PROBLEMS ▸
1: Please transcribe the pyOpenCL post word for word, beginning at "Thanks in advance." and stopping after "queue = cl.CommandQueue(ctx)".
2: Which graphics hardware does the pyOpenCL post say the code is running on?

GIVEN TEXT ▸
_ _ _

Reputation: 33
I'm trying to get started with pyOpenCL and GPGPU in general.
For the below dot product code I'm getting fairly different results between the GPU and CPU versions. What am I doing wrong?
The difference of ~0.5% seems large for floating point errors to account for the difference. The difference does seem to increase with array size (~9e-8 relative difference with array size of 10000). Maybe it's an issue with combining results across blocks...? Either way, color me disconcerted.
I don't know if it matters: I'm running this on a MacBook Air, Intel(R) Core(TM) i7-4650U CPU @ 1.70GHz, with Intel HD Graphics 5000.
Thanks in advance.
import pyopencl as cl
import numpy
from pyopencl.reduction import ReductionKernel
import pyopencl.clrandom as cl_rand
ctx = cl.create_some_context()
queue = cl.CommandQueue(ctx)
dot = ReductionKernel( ctx, \
dtype_out = numpy.float32, \
neutral = "0", \
map_expr = "x[i]*y[i]", \
reduce_expr = "a+b", \
arguments = "__global const float *x, __global const float *y"
)
x = cl_rand.rand(queue, 100000000, dtype = numpy.float32)

_ _ _

RECORD EXTRACTS ▸
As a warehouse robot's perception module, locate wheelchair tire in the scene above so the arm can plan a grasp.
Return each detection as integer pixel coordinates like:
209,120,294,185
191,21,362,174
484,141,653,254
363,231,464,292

_ _ _

EXERCISE SOLUTIONS ▸
1:
Thanks in advance.
import pyopencl as cl
import numpy
from pyopencl.reduction import ReductionKernel
import pyopencl.clrandom as cl_rand
ctx = cl.create_some_context()
queue = cl.CommandQueue(ctx)

2: Intel HD Graphics 5000.